Written task
Please copy each of the records below word for word.

Dataset entries
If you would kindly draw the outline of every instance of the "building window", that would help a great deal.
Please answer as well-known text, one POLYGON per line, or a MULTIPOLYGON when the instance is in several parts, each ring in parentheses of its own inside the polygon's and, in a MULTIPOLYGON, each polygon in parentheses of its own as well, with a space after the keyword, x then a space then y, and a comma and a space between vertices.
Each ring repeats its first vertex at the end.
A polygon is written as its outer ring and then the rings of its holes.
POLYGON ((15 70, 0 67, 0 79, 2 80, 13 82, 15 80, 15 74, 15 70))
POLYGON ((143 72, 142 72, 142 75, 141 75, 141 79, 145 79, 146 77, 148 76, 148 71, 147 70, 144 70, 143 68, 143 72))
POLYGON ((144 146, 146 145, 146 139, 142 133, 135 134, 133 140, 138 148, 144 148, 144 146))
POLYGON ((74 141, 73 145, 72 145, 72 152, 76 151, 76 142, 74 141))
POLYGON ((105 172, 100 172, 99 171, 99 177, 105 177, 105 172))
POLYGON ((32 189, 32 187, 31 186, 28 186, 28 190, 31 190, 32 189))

Exercise output
If you would kindly draw the outline of every instance of the "building window", that would help a great deal.
Please answer as well-known text, one POLYGON per line, or a MULTIPOLYGON when the instance is in several parts, each ring in parentheses of its own inside the polygon's and, in a MULTIPOLYGON, each polygon in parentheses of its own as well, with a space after the keyword, x then a space then y, and a comma and a space between vertices.
Each ring repeats its first vertex at the end.
A polygon is written as its outer ring and then the rings of its holes.
POLYGON ((15 70, 0 67, 0 79, 2 80, 13 82, 15 80, 15 74, 15 70))
POLYGON ((143 72, 142 72, 142 75, 141 75, 141 79, 145 79, 146 77, 148 76, 148 71, 147 70, 144 70, 143 68, 143 72))
POLYGON ((144 146, 146 145, 146 139, 142 133, 135 134, 133 140, 138 148, 144 148, 144 146))
POLYGON ((74 141, 73 145, 72 145, 72 152, 76 151, 76 142, 74 141))
POLYGON ((105 172, 100 172, 99 171, 99 177, 105 177, 105 172))
POLYGON ((32 189, 32 187, 31 186, 28 186, 28 190, 31 190, 32 189))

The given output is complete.